── Available records

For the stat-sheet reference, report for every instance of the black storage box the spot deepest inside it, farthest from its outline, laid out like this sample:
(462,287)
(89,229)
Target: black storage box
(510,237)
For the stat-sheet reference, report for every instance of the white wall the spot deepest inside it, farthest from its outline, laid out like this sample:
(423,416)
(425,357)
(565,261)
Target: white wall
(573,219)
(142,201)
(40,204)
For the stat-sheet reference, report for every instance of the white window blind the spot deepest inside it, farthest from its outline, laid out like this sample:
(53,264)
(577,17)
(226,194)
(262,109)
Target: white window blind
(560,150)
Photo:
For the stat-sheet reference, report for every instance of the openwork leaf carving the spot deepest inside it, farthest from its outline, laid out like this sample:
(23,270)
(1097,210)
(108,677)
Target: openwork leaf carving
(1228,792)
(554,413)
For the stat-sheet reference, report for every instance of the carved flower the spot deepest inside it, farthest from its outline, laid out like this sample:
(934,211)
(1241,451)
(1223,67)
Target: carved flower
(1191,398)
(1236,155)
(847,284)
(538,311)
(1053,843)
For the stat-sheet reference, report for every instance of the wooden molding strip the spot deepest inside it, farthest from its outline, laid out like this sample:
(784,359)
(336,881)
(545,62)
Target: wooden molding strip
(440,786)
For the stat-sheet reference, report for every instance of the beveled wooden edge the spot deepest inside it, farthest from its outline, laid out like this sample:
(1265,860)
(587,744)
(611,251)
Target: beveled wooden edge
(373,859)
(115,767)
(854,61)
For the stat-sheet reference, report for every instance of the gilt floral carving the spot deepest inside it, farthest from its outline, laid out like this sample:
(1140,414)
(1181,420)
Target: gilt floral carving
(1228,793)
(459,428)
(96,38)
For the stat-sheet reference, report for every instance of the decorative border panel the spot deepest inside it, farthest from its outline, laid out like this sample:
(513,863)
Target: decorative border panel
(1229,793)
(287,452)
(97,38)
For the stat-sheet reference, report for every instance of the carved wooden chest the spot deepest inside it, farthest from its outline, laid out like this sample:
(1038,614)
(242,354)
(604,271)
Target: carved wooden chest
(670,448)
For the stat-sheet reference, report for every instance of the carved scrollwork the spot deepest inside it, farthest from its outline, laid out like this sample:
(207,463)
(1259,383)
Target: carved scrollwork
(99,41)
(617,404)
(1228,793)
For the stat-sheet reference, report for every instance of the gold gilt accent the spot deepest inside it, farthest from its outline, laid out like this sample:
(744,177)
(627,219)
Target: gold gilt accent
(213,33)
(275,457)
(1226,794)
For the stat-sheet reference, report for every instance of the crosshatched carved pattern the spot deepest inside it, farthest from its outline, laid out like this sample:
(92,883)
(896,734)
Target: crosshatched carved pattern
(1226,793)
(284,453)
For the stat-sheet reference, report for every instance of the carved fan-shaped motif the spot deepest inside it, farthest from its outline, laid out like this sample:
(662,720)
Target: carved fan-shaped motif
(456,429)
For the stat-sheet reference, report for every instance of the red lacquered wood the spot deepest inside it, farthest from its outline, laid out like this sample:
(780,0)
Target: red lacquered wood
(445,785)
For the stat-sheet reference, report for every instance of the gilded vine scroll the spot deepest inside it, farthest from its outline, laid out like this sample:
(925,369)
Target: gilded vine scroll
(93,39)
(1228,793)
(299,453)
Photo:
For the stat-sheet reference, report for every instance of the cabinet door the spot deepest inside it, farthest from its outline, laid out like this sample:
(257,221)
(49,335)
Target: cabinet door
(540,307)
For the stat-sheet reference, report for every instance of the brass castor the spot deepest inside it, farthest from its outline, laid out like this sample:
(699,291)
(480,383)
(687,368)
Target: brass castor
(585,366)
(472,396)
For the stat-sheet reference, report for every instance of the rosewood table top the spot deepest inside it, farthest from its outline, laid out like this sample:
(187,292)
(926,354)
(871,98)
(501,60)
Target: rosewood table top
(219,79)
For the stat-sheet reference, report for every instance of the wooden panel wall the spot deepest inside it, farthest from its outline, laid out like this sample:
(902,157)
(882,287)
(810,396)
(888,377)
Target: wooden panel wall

────

Brief ▸
Write out word for word every line from the one containing "of the brass" through the last line of the data, and no other line.

Answer for this exercise ▸
For the stat-sheet reference, report for every instance of the brass castor the spot deepest inside it, farthest from its outline, laid out like this sample:
(699,291)
(480,383)
(687,368)
Target: brass castor
(585,366)
(472,396)
For the stat-sheet reference, report for every instance of the rosewood table top the spot deepest inside it, farthest from its outline, laid out like this sample:
(187,292)
(926,354)
(871,98)
(501,60)
Target: rosewood table top
(219,79)
For the stat-sheet reference, report for every instance of the wooden panel wall the spot deepest inside it, farthest from its outline, laid out like this sample:
(902,157)
(882,287)
(810,396)
(888,377)
Target: wooden panel wall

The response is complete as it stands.